OBJECTIVE:
In the column below about coach Stiegelmeier, shorten the paragraph that begins "Fast forward to the summer of 2019" while keeping its main facts.
# start of PAGE TEXT
I asked him a question about the conversations that he had with his successor Jimmy Rogers and if those conversations involved with how to deal with things outside of football, like dealing with the media. He told me that he never wanted to feel like a lecturer and they had talked about simple questions, but one of the things they talked about in their last conversation they had before Rogers took over was that he better not keep his office in the same shape that Stiegelmeier did.

That made me think of the first time I met Stiegelmeier. I was a junior in college at SDSU in 2016 and at the time all I had done with The Collegian, the school’s newspaper, is cover men’s basketball and volleyball. My junior year I started as the sports editor at The Collegian and since we didn’t have many sports reporters right away, I had to write the football preview stories and game stories for the first couple weeks.

So, I sent football sports information director Jason Hove an email about meeting with Stiegelmeier and he gave me a certain time to go Stiegelmeier’s office. I didn’t think that was that odd since I had gone to T.J. Otzelberger and other coach’s office’s before, but when I got there was when it felt different than any other coach I had talked to.

I walked into his office and we sat there for about 10 minutes before I asked him any question about football. He asked me where I was from, what year I was in college, if I liked my major and all sorts of stuff before we talked football. After that, he treated me how he would any other reporter, regardless of age, and that made me feel like a legit reporter.

After those first couple weeks I had found someone to write preview and game stories for The Collegian and focused on trying to get some experience on the radio the next few years.

Fast forward to the summer of 2019 and I get hired as a sports reporter at the Register. I took the job because I would be able to continue to cover SDSU sports and the first one on the docket was Jackrabbit football. I went to a fall practice in August and Stiegelmeier came up to me and he remembered who I was and asked the same sort of questions that he had asked me three years prior.

Every practice I went to after that he would come up to me right after I got there, would ask me how I was doing and who I wanted to talk to that day. When I would text him about something, he would get right back to me and when he answered the phone it always began with, “Andrew, how are you?”

He also read my work, which I found out the hard way when he texted me the day an article came out and told me that if I was going to quote him he’d appreciate if I used correct grammar. I don’t think he was doing it as a complaint, but more to help out the both of us, and I appreciated that.

That’s just how he was. Always legitimately cared about how people were doing and that’s what came first, then football.

Nobody knows that more than his former boss Justin Sell, who has been the athletic director at SDSU since 2009. Sell tried to put into words what Stiegelmeier meant to him last week.

“There’s just things about Stig when you work with them every day,” Sell said. “The people on the outside may get to see a little bit of, but when you live with him, he’s just a magical guy. He welcomed me in. He gave me the grace and wisdom to learn. He wasn’t the demanding football coach, which is hard to find. He frankly was probably our best teammate in the whole athletic department. And guess what? That helps kind of set, if you want a family feel, now others believe in it.
# end of PAGE TEXT
# start of DATA BLOCK
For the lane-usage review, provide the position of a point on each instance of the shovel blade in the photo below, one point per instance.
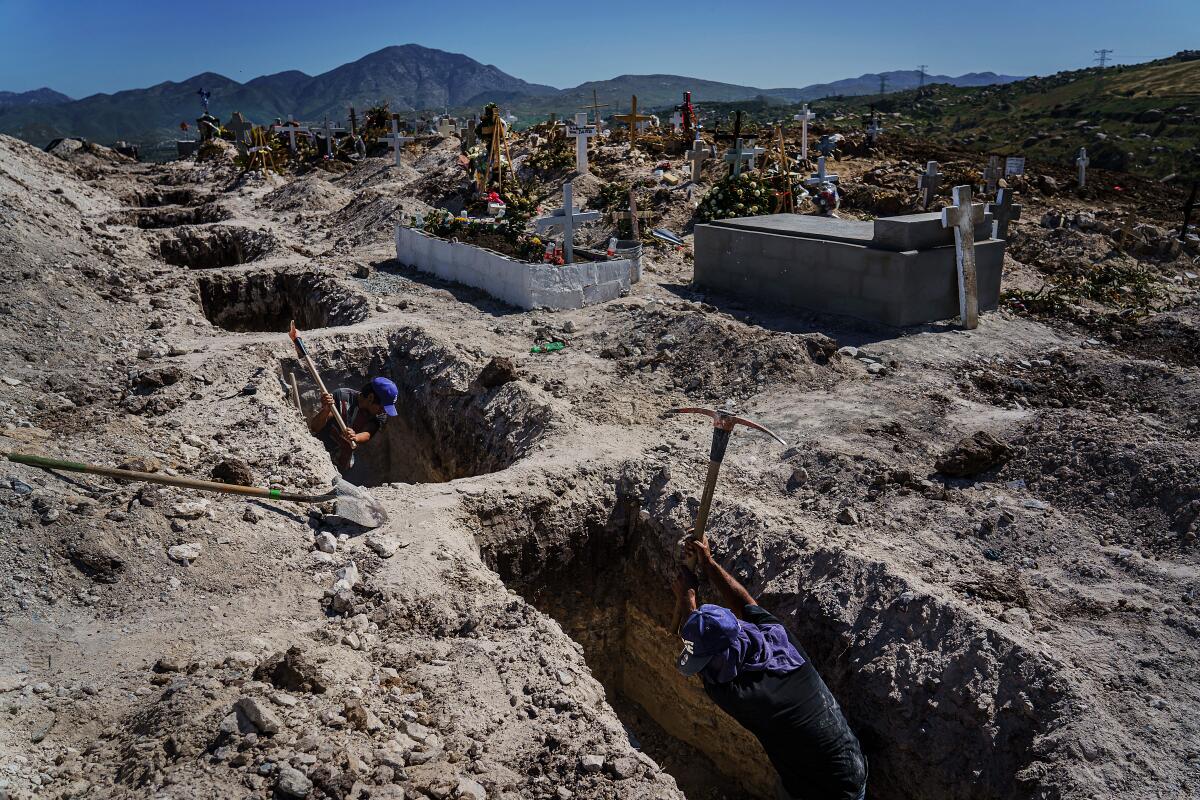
# end of DATA BLOCK
FINISHED EXERCISE:
In summer 2019 I was hired as a sports reporter at the Register, taking the job so I could keep covering SDSU sports, starting with Jackrabbit football. At an August fall practice, Stiegelmeier came up to me, remembered me, and asked the same kinds of questions he had asked three years before.